**Your objective:**
Output the material beneath exactly, leaving nothing out.

**Items:**
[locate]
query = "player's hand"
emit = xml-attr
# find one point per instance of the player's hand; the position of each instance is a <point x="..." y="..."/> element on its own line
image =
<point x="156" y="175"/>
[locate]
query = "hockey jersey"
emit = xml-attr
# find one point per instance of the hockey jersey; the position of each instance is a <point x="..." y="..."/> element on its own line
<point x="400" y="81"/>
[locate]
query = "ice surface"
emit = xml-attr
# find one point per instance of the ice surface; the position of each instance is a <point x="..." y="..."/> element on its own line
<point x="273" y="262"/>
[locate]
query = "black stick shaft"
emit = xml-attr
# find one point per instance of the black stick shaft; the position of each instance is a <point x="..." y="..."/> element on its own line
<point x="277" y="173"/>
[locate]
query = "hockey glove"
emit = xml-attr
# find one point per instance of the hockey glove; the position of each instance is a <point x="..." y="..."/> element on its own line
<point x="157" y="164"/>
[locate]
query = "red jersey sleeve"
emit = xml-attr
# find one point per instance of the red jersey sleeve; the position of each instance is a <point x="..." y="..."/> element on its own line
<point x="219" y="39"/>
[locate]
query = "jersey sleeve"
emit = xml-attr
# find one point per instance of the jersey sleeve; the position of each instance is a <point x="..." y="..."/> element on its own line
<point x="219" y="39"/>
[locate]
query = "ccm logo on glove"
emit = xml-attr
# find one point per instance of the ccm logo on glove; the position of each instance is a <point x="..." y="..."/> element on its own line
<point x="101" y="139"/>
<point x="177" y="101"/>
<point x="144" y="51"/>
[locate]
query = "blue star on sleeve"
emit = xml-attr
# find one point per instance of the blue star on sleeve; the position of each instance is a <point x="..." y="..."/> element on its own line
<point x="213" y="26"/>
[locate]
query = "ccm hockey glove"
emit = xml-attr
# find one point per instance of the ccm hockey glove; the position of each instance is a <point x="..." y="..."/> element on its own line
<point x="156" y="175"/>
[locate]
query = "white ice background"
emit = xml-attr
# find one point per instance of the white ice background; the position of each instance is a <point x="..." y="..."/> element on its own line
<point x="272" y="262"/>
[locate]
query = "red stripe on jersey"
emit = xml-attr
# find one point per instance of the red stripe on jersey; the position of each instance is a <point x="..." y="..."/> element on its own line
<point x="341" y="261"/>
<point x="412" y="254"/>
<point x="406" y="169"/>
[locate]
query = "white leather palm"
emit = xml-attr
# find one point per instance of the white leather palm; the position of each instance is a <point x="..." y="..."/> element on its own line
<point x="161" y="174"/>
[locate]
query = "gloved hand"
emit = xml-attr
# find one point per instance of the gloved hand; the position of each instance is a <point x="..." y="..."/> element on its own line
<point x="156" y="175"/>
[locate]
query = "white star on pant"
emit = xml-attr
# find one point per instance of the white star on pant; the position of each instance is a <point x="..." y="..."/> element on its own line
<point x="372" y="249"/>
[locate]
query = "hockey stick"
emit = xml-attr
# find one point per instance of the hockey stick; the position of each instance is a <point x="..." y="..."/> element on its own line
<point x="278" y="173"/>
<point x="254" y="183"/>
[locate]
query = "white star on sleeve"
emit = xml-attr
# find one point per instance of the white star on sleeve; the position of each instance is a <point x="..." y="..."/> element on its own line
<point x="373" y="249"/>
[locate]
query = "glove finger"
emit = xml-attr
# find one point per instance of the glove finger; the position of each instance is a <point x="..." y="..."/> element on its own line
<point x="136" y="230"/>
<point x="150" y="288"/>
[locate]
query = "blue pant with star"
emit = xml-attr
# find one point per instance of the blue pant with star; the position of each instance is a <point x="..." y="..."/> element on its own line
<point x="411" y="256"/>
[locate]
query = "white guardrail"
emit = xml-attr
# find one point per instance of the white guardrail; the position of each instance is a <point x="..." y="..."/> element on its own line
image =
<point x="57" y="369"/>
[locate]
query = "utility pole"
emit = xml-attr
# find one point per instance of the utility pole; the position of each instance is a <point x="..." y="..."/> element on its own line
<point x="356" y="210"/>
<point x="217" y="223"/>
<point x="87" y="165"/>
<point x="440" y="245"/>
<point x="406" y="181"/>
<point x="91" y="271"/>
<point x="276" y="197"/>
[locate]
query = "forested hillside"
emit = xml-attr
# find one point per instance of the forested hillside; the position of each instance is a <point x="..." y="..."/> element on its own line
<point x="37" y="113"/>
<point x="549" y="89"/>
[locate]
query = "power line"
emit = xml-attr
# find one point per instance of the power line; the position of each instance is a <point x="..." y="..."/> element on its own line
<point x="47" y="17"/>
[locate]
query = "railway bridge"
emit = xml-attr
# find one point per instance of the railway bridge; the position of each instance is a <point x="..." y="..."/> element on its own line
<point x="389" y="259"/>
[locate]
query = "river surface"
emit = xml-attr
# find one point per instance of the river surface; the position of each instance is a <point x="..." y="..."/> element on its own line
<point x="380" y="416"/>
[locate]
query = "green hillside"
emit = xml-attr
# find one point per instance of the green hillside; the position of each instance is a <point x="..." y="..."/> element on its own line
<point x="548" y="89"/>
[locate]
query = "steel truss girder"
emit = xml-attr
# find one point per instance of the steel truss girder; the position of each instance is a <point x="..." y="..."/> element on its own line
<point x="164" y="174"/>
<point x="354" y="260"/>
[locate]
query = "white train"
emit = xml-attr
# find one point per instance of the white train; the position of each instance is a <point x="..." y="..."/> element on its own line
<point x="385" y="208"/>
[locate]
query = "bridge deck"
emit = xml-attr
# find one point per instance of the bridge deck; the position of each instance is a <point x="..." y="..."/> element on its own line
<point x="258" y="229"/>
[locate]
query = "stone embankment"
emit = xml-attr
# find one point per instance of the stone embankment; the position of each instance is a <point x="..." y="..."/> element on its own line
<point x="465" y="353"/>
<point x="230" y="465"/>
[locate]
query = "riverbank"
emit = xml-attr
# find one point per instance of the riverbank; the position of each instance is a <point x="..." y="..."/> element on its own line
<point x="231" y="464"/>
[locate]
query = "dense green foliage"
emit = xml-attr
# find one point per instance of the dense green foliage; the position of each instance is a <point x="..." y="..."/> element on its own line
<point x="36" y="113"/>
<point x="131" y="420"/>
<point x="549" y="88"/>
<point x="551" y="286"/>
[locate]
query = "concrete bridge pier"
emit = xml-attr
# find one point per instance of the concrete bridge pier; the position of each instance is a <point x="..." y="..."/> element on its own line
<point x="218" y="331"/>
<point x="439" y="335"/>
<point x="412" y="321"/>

**Exercise answer:**
[locate]
query = "player's hand"
emit = xml-attr
# find one point per instance of the player's hand; the position of each instance is a <point x="..." y="..."/> element on its own line
image =
<point x="156" y="175"/>
[locate]
query = "hockey jersey"
emit = xml-attr
# find one point per instance of the hockey jersey; the position of each instance is a <point x="..." y="..."/> element on its own line
<point x="400" y="81"/>
[locate]
query = "ice surface"
emit = xml-attr
# find one point per instance of the ice surface; the position of each instance is a <point x="..." y="..."/> element on its own line
<point x="273" y="262"/>
[locate]
query = "black stick shaft"
emit = xml-attr
# find one point per instance of the black stick shaft; the position of each instance is a <point x="..." y="..."/> element on its own line
<point x="277" y="173"/>
[locate]
query = "hockey glove"
emit = xml-attr
# find one point per instance of the hockey glove; the position of each instance is a <point x="..." y="..."/> element on its own line
<point x="157" y="164"/>
[locate]
query = "red jersey sleeve"
emit = xml-attr
# find one point per instance of the red jersey sleeve; the position of each instance is a <point x="..." y="..."/> element on its own line
<point x="219" y="39"/>
[locate]
query = "jersey sleeve"
emit = xml-attr
# find one point per instance of the jersey sleeve; the position of each instance is a <point x="..." y="..."/> element on its own line
<point x="219" y="39"/>
[locate]
query = "ccm logo on glove"
emit = xml-attr
# find one point per instance of the ccm logo on glove; the position of each instance is a <point x="..." y="..."/> element on its own line
<point x="101" y="139"/>
<point x="177" y="101"/>
<point x="144" y="51"/>
[locate]
query = "blue star on sleeve"
emit = xml-attr
# find one point per instance of the blue star on sleeve; the position of each instance is a <point x="..." y="..."/> element on its own line
<point x="213" y="26"/>
[locate]
query = "ccm hockey glove"
emit = xml-attr
# find one point per instance of the ccm hockey glove; the position of each instance is a <point x="..." y="..."/> element on its own line
<point x="156" y="175"/>
[locate]
query = "white ice background"
emit = xml-attr
# find one point per instance of the white ice background; the position of each instance is a <point x="..." y="..."/> element on its own line
<point x="272" y="262"/>
[locate]
query = "red stripe on jersey"
emit = xml-attr
# find one point per instance of the red stripe on jersey; the position of each instance is a <point x="..." y="..."/> element on its own line
<point x="341" y="261"/>
<point x="412" y="254"/>
<point x="406" y="169"/>
[locate]
query = "white leather palm"
emit = xml-attr
# find one point per instance of the white leather palm; the position of each instance is a <point x="..." y="..."/> element on its own line
<point x="161" y="174"/>
[locate]
query = "gloved hand"
emit = xml-attr
# find one point per instance of the gloved hand; the position of each instance is a <point x="..." y="..."/> element on its own line
<point x="156" y="175"/>
[locate]
query = "white star on pant"
emit = xml-attr
# find one point per instance of the white star on pant; the position of each instance is a <point x="..." y="..."/> element on its own line
<point x="372" y="249"/>
[locate]
query = "hockey stick"
emit = xml-attr
# find one point per instance of the hockey stick; the position of each instance is a <point x="..." y="..."/> element on its own line
<point x="278" y="173"/>
<point x="254" y="183"/>
[locate]
query = "white star on sleeve"
emit = xml-attr
# find one point per instance of the white star on sleeve; the position of each instance is a <point x="..." y="..."/> element on its own line
<point x="373" y="249"/>
[locate]
query = "glove finger"
emit = xml-attr
# find one point per instance of the glove finger; the position of each instance is a <point x="..." y="..."/> element on its own line
<point x="136" y="230"/>
<point x="150" y="288"/>
[locate]
query = "blue pant with star"
emit = xml-attr
# find one point per instance of the blue pant with star; the position of each instance is a <point x="..." y="..."/> element on its own line
<point x="411" y="256"/>
[locate]
query = "white guardrail"
emit = xml-attr
# find one point per instance of the white guardrail; the position of each instance is a <point x="..." y="..."/> element on its own line
image =
<point x="57" y="369"/>
[locate]
query = "utility pole"
emit = xml-attr
# find one point per instance of the utility pole; the position of each instance is a <point x="..." y="..."/> element on its own line
<point x="356" y="210"/>
<point x="217" y="223"/>
<point x="87" y="165"/>
<point x="440" y="245"/>
<point x="406" y="181"/>
<point x="91" y="271"/>
<point x="276" y="197"/>
[locate]
query = "forested hillside"
emit = xml-attr
# find one point per instance of the forested hillside; the position of each instance is a <point x="..." y="..."/> element on its own line
<point x="37" y="113"/>
<point x="549" y="89"/>
[locate]
query = "power line"
emit = xml-attr
# find one point per instance of the power line; the position of each instance is a <point x="..." y="..."/> element on its own line
<point x="47" y="17"/>
[locate]
query = "railway bridge"
emit = xml-attr
# find one point per instance of the railway bridge; the position of each instance is a <point x="..." y="..."/> element on its own line
<point x="389" y="259"/>
[locate]
query = "river surface"
emit = xml-attr
# find one point per instance of the river surface; the position of each instance is a <point x="..." y="..."/> element on its own line
<point x="380" y="416"/>
[locate]
query = "green hillside"
emit = xml-attr
# find one point per instance of the green hillside; the position of each instance is a <point x="..." y="..."/> element on its own line
<point x="548" y="89"/>
[locate]
query = "steel truss girder"
emit = xml-attr
# find one point per instance of the steel truss girder; the position of each instance is a <point x="..." y="..."/> element on its own line
<point x="164" y="174"/>
<point x="354" y="260"/>
[locate]
query = "white train"
emit = xml-attr
# find one point per instance of the white train; the position of each instance is a <point x="..." y="..."/> element on its own line
<point x="385" y="208"/>
[locate]
query = "bridge deck"
emit = xml-attr
# find one point per instance of the bridge deck; the position of each instance is a <point x="..." y="..."/> element on its own line
<point x="258" y="229"/>
[locate]
query = "stone embankment"
emit = xml-attr
# find one point per instance of the stone embankment; the position of each instance is a <point x="..." y="..."/> element on its own line
<point x="465" y="353"/>
<point x="230" y="465"/>
[locate]
query = "riverbank"
emit = xml-attr
# find one point per instance of the riverbank; the position of each instance is a <point x="..." y="..."/> element on its own line
<point x="231" y="464"/>
[locate]
query = "dense green foliage"
emit = xml-attr
# find one point per instance of the dense green foliage; the position of each instance is a <point x="..." y="..."/> element on its own line
<point x="36" y="113"/>
<point x="131" y="420"/>
<point x="549" y="88"/>
<point x="551" y="286"/>
[locate]
query = "concrete bridge pier"
emit = xml-attr
# find one point per instance of the concrete bridge pier; the position of each instance is a <point x="..." y="..."/> element on its own line
<point x="218" y="331"/>
<point x="439" y="335"/>
<point x="412" y="321"/>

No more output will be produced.